#### [Work to be completed]
Among the entries below, one line contains "Objective — drop one pin on each instance of the athletic" and another contains "the blue and". Transcribe those two lines and every line between them, exactly.

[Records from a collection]
____

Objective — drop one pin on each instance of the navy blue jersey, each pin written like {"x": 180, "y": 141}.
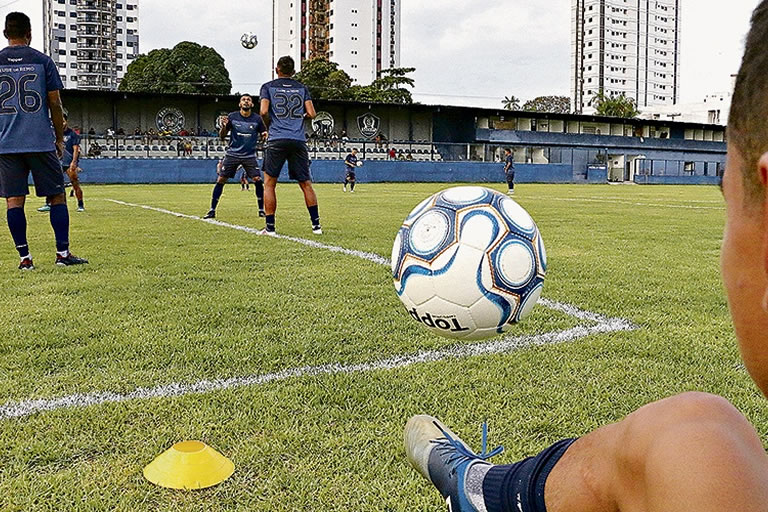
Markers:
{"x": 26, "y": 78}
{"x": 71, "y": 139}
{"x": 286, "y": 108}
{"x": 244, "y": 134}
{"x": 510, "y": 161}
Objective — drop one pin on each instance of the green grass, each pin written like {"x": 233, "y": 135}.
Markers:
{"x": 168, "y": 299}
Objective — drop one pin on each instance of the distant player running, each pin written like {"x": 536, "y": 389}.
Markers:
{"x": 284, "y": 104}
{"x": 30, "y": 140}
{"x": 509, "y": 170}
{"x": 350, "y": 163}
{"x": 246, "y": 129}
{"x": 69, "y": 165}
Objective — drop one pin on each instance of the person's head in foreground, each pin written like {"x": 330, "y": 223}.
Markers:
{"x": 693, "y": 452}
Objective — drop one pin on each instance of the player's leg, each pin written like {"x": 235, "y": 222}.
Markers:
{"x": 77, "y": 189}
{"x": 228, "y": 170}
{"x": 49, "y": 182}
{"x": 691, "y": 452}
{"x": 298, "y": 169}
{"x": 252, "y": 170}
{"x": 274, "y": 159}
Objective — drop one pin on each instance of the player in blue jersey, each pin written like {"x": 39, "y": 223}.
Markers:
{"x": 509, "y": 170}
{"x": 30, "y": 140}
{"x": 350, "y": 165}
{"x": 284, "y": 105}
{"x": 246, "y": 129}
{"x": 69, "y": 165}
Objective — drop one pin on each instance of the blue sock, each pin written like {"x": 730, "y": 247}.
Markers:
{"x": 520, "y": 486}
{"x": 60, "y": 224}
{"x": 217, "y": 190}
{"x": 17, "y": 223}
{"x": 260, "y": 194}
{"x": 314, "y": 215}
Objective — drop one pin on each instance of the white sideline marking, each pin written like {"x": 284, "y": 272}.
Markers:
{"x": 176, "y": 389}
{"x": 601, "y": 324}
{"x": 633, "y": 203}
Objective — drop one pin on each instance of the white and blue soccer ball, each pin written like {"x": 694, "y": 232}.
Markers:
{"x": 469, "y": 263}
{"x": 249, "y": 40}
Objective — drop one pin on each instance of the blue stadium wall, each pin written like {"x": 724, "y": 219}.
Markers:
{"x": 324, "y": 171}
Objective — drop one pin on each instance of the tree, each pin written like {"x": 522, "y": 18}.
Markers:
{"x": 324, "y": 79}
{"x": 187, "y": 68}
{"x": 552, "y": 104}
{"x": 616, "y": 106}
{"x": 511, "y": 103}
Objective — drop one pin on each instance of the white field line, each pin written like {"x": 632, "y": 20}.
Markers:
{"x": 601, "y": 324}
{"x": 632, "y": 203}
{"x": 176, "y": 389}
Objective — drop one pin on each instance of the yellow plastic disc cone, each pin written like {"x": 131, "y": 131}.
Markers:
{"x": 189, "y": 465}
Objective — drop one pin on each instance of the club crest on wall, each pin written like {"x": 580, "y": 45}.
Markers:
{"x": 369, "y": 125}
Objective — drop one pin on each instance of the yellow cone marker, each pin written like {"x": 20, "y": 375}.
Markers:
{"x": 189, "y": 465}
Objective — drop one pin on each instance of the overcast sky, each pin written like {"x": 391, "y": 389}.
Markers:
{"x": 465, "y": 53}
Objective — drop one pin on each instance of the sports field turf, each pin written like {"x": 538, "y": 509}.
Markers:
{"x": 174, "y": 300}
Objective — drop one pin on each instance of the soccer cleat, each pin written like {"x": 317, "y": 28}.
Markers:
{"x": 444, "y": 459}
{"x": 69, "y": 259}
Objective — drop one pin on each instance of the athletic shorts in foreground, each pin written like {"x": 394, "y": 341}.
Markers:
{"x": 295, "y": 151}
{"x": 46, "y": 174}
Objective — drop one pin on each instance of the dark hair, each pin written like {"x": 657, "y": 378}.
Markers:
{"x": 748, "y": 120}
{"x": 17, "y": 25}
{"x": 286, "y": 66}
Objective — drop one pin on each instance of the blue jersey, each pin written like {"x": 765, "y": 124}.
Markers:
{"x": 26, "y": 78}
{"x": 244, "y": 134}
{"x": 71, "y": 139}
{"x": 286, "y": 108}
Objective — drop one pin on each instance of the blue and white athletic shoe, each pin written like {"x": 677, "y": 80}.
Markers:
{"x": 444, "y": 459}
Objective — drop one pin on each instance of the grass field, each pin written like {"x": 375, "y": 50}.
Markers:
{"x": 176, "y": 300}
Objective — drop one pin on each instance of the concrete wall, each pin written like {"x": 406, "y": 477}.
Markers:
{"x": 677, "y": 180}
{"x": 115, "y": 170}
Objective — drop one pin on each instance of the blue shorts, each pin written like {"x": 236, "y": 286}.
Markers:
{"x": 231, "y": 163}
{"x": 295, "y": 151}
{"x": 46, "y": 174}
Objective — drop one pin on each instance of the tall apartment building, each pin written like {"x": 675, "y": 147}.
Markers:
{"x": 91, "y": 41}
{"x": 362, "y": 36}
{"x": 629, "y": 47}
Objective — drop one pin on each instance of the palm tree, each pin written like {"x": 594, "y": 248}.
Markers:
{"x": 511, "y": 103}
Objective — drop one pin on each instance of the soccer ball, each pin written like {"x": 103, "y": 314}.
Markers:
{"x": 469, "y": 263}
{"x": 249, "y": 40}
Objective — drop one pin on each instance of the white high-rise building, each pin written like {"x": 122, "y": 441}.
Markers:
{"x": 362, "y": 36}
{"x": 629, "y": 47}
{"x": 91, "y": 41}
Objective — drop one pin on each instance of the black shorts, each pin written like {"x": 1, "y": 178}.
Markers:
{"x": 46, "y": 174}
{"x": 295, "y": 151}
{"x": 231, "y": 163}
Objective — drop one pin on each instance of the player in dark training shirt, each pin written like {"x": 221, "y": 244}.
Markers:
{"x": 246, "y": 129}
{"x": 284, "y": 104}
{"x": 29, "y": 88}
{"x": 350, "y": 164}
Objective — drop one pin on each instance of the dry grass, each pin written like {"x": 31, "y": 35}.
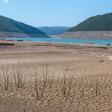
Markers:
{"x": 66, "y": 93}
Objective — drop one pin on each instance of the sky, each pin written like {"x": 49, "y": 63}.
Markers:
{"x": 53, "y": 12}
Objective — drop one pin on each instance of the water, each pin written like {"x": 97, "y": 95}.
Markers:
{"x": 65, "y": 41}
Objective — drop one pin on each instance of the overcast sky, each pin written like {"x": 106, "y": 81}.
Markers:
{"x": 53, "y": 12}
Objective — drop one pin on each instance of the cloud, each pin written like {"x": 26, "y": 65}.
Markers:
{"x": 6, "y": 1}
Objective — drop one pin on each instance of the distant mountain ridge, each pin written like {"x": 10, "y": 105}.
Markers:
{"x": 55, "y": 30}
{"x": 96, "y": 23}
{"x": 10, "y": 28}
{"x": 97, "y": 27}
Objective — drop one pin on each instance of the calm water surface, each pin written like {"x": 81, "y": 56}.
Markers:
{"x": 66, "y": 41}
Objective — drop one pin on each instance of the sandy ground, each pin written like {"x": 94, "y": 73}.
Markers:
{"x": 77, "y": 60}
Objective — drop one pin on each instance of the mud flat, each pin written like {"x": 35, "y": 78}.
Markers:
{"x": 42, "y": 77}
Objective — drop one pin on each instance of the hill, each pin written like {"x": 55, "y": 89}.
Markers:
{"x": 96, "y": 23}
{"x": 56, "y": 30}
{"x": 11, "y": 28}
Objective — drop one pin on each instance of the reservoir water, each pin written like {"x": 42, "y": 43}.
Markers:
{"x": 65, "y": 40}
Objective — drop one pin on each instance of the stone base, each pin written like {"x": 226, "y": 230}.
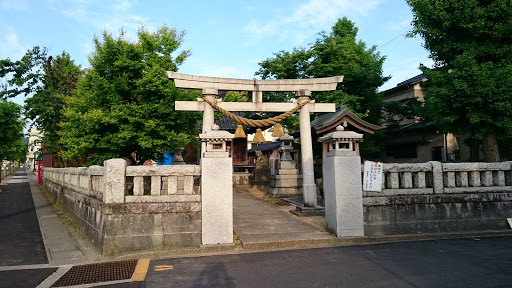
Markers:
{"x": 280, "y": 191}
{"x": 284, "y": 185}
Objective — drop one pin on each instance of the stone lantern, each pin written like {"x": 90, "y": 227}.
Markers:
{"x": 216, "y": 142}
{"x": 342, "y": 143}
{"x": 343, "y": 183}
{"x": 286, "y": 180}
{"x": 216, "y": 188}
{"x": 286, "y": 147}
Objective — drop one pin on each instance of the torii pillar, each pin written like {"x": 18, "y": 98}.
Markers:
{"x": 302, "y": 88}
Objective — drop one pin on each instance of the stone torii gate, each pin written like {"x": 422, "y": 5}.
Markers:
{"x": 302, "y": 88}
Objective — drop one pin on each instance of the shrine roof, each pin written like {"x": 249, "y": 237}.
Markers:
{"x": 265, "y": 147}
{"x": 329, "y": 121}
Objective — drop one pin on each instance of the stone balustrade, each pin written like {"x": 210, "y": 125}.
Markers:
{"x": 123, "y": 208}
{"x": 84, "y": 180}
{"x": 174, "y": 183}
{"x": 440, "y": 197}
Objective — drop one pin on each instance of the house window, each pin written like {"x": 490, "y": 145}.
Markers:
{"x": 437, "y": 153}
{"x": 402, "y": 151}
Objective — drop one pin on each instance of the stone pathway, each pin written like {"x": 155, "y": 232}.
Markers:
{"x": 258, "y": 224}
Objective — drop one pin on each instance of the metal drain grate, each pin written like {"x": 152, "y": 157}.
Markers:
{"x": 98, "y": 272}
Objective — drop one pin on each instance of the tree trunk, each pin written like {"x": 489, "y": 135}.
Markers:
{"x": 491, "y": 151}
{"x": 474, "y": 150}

____

#### [Task result]
Objective — drop one pin on each instance of the athletic shorts in foreground, each pin written like {"x": 394, "y": 341}.
Markers:
{"x": 295, "y": 151}
{"x": 46, "y": 174}
Objective — drop one pin on each instance of the dark hair, each pin written like {"x": 657, "y": 378}.
Markers:
{"x": 748, "y": 120}
{"x": 17, "y": 25}
{"x": 286, "y": 66}
Objective — drop one pin on each instance of the blue jersey, each pin written like {"x": 765, "y": 124}.
Markers:
{"x": 26, "y": 78}
{"x": 244, "y": 134}
{"x": 71, "y": 139}
{"x": 286, "y": 108}
Objective — drop one pin on each instance of the blue and white athletic shoe, each pin written like {"x": 677, "y": 80}.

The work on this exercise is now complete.